Key Concepts of ANCA Competitive Strategy:

(1). Elite selection: Two high-performing candidates are selected from the top-performing subset of the population (top 5% based on fitness).

(2). Competition and replacement: The two candidates undergo a competitive evaluation, and based on the outcome, the weaker candidate is modified using the traits of the stronger one.

(3). Fitness evaluation: After modification, both solutions are evaluated. The one with better fitness may replace the current global best if it outperforms it.

2.2.1 Algorithm steps: ANCA

Step 1:

Select two individuals (C1 and C2) at random from the top 5% elite set of the population.

C1 ← Random selection from elite pool

C2 ← Another random selection from the elite pool

Step 2:

Perform a competitive learning phase between C1 and C2 to generate modified versions.

[C1', C2'] ← Competitive_Update (C1, C2)

Step 3:

Evaluate the fitness of updated candidates.

fitness_C1' ← Evaluate (C1')

fitness_C2' ← Evaluate (C2')

Step 4:

Update the global best solution if either C1' or C2' has better fitness.

If fitness_C1' > Global_Best_Fitness:

        Global_Best ← C1'

If fitness_C2' > Global_Best_Fitness:

        Global_Best ← C2'

Step 5:

Repeat this competitive update across the population until convergence or a termination condition is met.

This approach significantly enhances the exploitation ability of the search process by continuously reusing and refining individuals near the global optimum. It also ensures rapid convergence through focused competition among elite candidates, making it particularly suitable for high-dimensional optimization tasks such as sensor node deployment in dynamic WSNs.

Your goal ->
Answer these questions about the ANCA strategy text above:
1. From what portion of the population are the two candidates selected?
2. What is done to the weaker candidate after the competitive evaluation?
3. Until when is the competitive update repeated?

(Entries pointing to named objects)
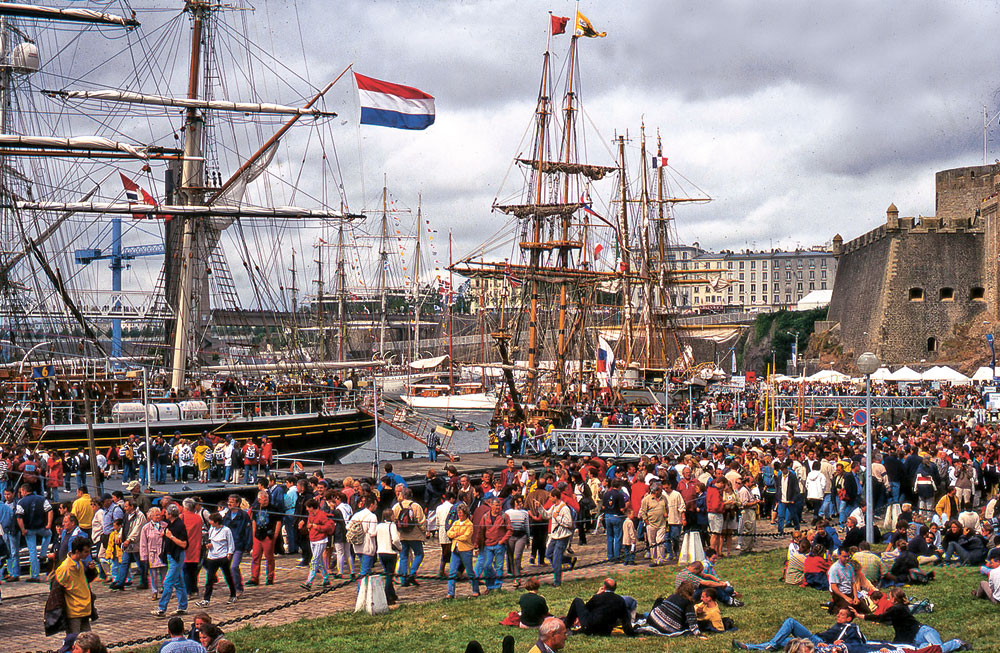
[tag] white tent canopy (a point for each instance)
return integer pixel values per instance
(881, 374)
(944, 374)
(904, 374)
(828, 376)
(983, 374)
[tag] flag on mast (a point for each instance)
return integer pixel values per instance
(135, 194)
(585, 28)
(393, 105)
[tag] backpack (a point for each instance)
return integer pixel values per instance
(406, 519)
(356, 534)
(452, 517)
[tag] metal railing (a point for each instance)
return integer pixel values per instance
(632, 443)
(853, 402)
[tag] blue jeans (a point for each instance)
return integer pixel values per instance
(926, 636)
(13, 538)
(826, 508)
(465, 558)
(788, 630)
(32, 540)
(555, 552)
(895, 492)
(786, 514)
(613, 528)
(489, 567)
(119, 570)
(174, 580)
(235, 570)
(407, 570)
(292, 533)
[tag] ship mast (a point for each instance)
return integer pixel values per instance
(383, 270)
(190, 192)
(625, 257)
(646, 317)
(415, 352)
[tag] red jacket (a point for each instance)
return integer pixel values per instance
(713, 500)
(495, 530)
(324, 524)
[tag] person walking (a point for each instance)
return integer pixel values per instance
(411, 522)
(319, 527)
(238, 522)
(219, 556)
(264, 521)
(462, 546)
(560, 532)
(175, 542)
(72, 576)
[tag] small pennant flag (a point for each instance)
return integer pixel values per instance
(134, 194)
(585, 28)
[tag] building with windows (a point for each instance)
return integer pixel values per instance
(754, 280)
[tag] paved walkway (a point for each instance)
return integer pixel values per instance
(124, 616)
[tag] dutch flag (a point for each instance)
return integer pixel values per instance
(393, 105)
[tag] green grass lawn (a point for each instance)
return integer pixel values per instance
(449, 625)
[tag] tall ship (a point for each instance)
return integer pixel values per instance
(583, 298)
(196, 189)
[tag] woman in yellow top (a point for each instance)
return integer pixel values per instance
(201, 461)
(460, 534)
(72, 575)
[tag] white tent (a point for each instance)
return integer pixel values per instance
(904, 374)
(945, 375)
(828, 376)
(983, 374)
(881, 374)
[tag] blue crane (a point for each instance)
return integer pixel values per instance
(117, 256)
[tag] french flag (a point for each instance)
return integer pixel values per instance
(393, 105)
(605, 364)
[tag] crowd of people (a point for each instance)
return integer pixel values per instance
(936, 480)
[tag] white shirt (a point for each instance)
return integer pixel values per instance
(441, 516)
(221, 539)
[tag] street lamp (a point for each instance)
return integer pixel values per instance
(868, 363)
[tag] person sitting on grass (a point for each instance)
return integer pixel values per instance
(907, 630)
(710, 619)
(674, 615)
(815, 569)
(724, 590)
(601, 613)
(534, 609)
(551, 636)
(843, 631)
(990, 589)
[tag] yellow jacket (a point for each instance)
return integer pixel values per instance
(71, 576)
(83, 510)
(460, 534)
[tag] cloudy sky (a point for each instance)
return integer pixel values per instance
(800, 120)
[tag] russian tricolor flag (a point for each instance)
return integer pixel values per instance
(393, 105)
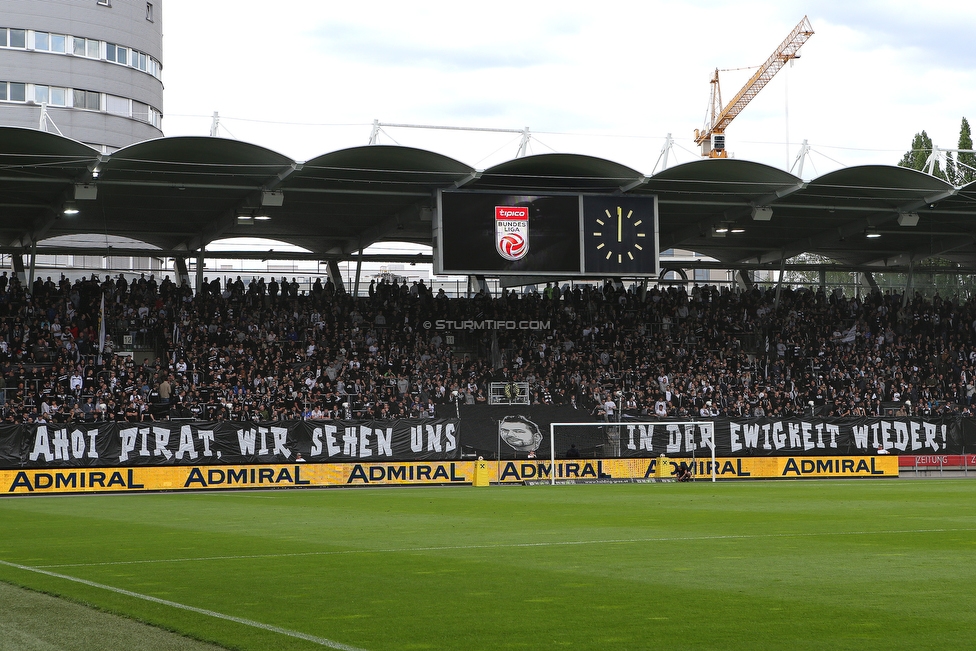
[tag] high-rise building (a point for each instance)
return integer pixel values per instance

Result ->
1. From the top 5% of the population based on fitness.
2. It is modified using the traits of the stronger candidate.
3. Until convergence or until a termination condition is met.